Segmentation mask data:
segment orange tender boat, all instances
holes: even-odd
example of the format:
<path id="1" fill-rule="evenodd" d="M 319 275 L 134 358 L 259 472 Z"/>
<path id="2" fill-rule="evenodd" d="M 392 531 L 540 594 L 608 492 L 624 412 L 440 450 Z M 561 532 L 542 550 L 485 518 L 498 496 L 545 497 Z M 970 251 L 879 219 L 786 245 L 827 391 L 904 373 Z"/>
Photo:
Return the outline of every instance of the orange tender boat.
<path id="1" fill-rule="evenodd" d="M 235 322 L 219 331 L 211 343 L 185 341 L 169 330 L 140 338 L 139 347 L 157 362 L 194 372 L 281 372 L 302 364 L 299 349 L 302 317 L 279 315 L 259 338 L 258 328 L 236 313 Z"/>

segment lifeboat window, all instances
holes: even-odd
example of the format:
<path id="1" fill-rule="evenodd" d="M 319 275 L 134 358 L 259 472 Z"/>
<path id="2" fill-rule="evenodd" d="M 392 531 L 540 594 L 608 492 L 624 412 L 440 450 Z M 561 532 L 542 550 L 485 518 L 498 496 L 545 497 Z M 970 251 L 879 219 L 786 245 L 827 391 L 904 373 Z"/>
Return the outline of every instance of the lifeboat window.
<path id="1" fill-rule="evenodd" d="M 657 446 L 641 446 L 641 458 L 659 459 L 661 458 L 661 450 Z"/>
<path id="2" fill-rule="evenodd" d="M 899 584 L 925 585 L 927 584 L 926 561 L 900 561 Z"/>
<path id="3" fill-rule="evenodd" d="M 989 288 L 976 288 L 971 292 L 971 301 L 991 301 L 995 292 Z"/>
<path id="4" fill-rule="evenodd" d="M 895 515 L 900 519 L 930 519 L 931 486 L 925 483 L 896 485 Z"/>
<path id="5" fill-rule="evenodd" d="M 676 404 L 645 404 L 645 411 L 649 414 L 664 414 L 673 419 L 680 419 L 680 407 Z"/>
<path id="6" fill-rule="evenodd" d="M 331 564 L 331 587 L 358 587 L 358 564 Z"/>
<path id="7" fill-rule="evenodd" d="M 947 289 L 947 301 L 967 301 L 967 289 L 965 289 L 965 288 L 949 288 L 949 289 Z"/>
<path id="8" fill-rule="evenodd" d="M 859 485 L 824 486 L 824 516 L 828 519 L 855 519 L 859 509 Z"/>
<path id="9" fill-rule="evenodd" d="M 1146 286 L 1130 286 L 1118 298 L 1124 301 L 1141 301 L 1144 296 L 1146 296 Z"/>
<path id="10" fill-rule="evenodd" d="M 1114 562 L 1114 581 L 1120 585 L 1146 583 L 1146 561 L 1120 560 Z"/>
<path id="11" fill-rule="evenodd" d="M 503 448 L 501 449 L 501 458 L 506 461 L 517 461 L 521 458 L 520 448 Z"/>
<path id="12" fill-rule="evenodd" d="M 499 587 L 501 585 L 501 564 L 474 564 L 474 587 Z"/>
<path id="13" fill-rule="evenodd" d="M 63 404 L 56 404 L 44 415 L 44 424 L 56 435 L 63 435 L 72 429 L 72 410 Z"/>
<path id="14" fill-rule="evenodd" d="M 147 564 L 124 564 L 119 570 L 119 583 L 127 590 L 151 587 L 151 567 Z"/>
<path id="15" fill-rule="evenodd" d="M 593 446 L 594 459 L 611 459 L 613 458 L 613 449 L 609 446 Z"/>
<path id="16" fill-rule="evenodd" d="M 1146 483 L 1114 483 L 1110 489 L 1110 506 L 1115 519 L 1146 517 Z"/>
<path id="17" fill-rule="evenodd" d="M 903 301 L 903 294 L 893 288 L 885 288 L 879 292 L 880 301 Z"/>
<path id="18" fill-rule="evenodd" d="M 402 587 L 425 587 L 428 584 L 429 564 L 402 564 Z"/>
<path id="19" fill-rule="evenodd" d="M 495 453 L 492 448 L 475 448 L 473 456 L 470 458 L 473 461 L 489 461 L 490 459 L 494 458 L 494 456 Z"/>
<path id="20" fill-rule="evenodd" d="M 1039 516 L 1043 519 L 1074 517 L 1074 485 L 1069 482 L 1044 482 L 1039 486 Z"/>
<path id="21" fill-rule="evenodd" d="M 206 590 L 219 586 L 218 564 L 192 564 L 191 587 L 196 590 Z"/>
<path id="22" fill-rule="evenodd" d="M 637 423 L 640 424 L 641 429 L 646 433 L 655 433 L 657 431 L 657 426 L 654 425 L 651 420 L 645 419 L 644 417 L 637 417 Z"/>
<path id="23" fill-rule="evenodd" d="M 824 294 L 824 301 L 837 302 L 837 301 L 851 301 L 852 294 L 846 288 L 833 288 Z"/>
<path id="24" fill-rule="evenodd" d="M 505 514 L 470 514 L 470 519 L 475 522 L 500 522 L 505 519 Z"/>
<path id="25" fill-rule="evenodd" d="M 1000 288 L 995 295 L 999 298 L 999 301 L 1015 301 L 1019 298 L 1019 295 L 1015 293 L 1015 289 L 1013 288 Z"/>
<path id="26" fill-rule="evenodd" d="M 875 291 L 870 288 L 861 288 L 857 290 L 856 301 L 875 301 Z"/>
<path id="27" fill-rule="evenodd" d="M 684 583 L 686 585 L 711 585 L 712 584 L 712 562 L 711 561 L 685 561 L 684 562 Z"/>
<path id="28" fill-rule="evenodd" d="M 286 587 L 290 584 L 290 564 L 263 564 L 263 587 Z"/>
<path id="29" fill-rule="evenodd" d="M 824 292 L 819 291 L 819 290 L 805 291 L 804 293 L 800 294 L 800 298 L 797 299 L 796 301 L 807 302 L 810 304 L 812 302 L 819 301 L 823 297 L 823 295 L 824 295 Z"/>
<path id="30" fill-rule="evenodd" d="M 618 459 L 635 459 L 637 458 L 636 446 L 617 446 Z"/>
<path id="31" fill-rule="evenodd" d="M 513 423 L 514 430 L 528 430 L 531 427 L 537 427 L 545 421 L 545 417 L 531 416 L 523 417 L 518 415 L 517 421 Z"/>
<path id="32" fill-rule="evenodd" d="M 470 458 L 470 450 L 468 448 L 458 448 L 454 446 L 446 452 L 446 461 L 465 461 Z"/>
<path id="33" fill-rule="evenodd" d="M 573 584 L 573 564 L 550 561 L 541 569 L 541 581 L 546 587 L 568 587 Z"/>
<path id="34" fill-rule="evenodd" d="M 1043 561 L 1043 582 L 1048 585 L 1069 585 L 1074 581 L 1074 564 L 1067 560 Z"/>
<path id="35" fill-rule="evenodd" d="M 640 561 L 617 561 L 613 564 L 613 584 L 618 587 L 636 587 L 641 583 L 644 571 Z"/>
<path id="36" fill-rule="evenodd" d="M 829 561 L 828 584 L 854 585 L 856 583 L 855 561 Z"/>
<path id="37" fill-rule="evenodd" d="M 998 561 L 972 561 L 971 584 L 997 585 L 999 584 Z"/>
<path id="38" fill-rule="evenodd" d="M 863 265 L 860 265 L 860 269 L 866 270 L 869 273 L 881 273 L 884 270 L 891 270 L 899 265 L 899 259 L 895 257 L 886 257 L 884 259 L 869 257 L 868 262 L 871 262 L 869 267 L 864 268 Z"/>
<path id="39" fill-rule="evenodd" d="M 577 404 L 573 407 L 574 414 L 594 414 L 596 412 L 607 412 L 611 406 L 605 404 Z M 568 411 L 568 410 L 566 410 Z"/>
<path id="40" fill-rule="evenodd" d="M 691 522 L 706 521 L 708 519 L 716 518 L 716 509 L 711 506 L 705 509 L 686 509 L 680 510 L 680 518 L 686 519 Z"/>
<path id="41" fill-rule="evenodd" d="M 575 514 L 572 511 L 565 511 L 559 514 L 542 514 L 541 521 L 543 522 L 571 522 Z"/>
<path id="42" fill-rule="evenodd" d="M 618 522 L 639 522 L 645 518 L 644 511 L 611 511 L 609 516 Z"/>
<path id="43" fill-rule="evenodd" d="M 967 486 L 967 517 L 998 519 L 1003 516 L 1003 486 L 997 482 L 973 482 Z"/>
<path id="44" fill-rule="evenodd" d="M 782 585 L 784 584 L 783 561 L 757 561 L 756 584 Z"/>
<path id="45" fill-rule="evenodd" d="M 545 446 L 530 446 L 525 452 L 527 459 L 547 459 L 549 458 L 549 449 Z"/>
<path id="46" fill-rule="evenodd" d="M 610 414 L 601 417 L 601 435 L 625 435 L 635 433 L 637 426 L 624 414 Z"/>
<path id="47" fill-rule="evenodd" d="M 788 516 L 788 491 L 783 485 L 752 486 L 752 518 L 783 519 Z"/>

● PROBLEM:
Once the line containing "segment lifeboat window, all instances" has been written out, please stop; every line before it, back to the first line of the records above, should be given exactly.

● OUTPUT:
segment orange tender boat, all instances
holes: even-odd
example of the format:
<path id="1" fill-rule="evenodd" d="M 319 275 L 134 358 L 259 472 Z"/>
<path id="2" fill-rule="evenodd" d="M 392 531 L 540 594 L 608 492 L 624 412 L 440 450 Z M 561 532 L 542 550 L 485 518 L 498 496 L 545 497 Z M 970 251 L 879 219 L 786 245 L 827 391 L 904 373 Z"/>
Photo:
Return the outline of every instance of the orange tender boat.
<path id="1" fill-rule="evenodd" d="M 235 322 L 219 331 L 211 343 L 185 341 L 169 330 L 140 338 L 139 347 L 157 362 L 194 372 L 281 372 L 302 364 L 299 349 L 302 317 L 279 315 L 259 338 L 258 328 L 236 313 Z"/>

segment lifeboat window, all instances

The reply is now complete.